===== TEXTE CITÉ

« La force de l’ordre. Une anthropologie de la police des quartiers », de Didier Fassin : mais que fait la police ?
Il y a plusieurs polices. Peut-être y en a-t-il même autant que de policiers. Les uns attirent parfois le regard, comme les flics « ripoux » et les serviteurs trop zélés du pouvoir exécutif qui défraient la chronique ces jours-ci. D’autres restent le plus souvent dans l’ombre.
Les policiers de terrain, auxquels incombe le maintien de l’ordre, sont de ceux-là. Leur travail, fait de patrouilles et d’interpellations, paraît souvent trop banal pour mériter que l’on s’y arrête. Le jeu du chat policier et de la souris délinquante n’est-il pas, après tout, l’un des plus vieux au monde ? Il est malheureusement aussi un des plus protégés du regard des chercheurs. « Circulez, y’a rien à voir ! » : depuis plusieurs années, la police a fait de ce mot d’ordre sa politique à l’égard des sciences sociales. Elle oppose dorénavant un refus systématique aux demandes d’enquêtes sur son travail.
L’anthropologue Didier Fassin a pourtant réussi à surmonter les réticences des policiers et à se faire accepter dans un commissariat de la banlieue parisienne. Entre 2005 et 2007, il a pu suivre le quotidien des équipages de la brigade anticriminalité (BAC). Créée en 1971 pour faire du « flagrant délit », cette police en civil est devenue, depuis les années 1990, l’instrument principal de la « police des quartiers » et le bras armé de la politique sécuritaire qui associe immigration, banlieue et délinquance.
S’inscrivant dans une longue lignée de travaux anglo-saxons visant à prendre au sérieux l’autonomie politique et morale dont jouit le policier du coin de la rue, et à la suite de Dominique Monjardet, qui fut en France le pionnier de cette approche de la police « par le bas », Didier Fassin décrit patiemment le travail des policiers de la BAC.
Loin des clichés, celui-ci est essentiellement marqué par l’inaction et la frustration. « Les policiers, note-t-il, attendent de rares appels qui s’avèrent presque toujours vains, soit parce qu’il s’agit d’erreurs ou de plaisanteries, soit parce que les équipages arrivent trop tard ou font échouer leur affaire par leur maladresse, soit enfin parce qu’il n’y a pas matière à interpellation. »
L’anthropologue s’attache dès lors à décrire le fonctionnement du groupe des « baqueux », cet « État dans l’État policier » fonctionnant par cooptation et doté d’une large autonomie par rapport à la hiérarchie policière. Les brigadiers qui le composent, souvent des « immigrés de l’intérieur » — enfants de paysans ou de commerçants des petites agglomérations —, sont formés dans la crainte de la « jungle » dans laquelle ils sont appelés à travailler, des « zones urbaines sensibles » pour l’essentiel. Ils n’y habitent pas et les insignes brodés sur leurs blousons la représentent comme des alignements de barres d’immeubles saisis dans le viseur d’une arme…
Ces policiers, plus inspirés par l’idéologie du Front national et les faits d’armes de Vick Mackey, le flic corrompu de la série « The Shield », que par le service d’une communauté et le respect de la loi, se sont fabriqué, en guise d’idéal, une morale de substitution : « Faire régner l’ordre en rappelant qu’ils peuvent user de leur pouvoir à leur gré, telle est la mission que se donnent, par défaut, les membres de la BAC, dès lors qu’ils se rendent bien compte qu’ils n’arrêtent pas, comme ils l’avaient imaginé en choisissant leur unité, “des voleurs et des voyous”. »

==========

OBJECTIFS
A: Selon le texte cité, en quelle année la brigade anticriminalité a-t-elle été créée ?
B: Indiquez si chacune de ces affirmations concorde avec le texte cité, en répondant par oui ou par non et en citant les mots décisifs : (i) Didier Fassin a suivi les équipages de la BAC entre 2005 et 2007 ; (ii) les brigadiers de la BAC habitent dans les zones où ils travaillent ; (iii) la police accueille favorablement les demandes d’enquête sur son travail.
C: Rédigez la suite du texte cité sur l’ouvrage de Didier Fassin consacré à la police des quartiers, à partir de sa dernière phrase.
Le listing provient d’une source différente de celle du texte cité.

===== MATÉRIAU

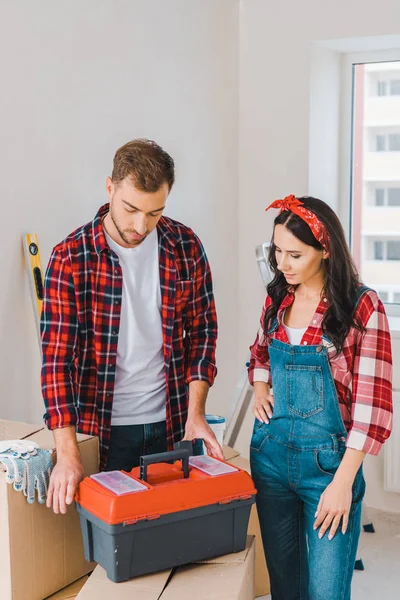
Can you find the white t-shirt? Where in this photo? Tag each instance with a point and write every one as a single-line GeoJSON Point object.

==========

RÉSULTATS OBTENUS
A: En 1971.

B:
(i) Oui : « Entre 2005 et 2007, il a pu suivre le quotidien des équipages de la brigade anticriminalité (BAC). »
(ii) Non : « Ils n’y habitent pas ».
(iii) Non : « Elle oppose dorénavant un refus systématique aux demandes d’enquêtes sur son travail. »

C:
Puisqu’il faut bien donner un sens à ces inutiles courses-poursuites contre les jeunes des quartiers, aux interpellations sans gloire d’étrangers et de « shiteux » pour satisfaire le besoin de chiffres de la hiérarchie, les policiers de la BAC se sont bricolé une morale faite avant tout de discriminations raciales, de vengeances organisées et du recours systématique à la violence psychologique contre ceux qu’ils interpellent. Une morale qu’un brigadier résume ainsi face à Didier Fassin : « Y nous aiment pas, les bâtards. Nous on les aime pas non plus. »
Au final, c’est un théâtre absurde et tragique qui émerge des notes prises par le chercheur dans ces véhicules banalisés lancés à la poursuite d’on ne sait finalement trop qui ou quoi. La police est par excellence le lieu de ce que les sciences sociales appellent les « prophéties auto-réalisatrices ». Il suffit en effet d’augmenter le nombre de policiers dans les quartiers pour y multiplier les interpellations, donc les faits de délinquance enregistrés. La police est, en somme, elle-même sa propre justification.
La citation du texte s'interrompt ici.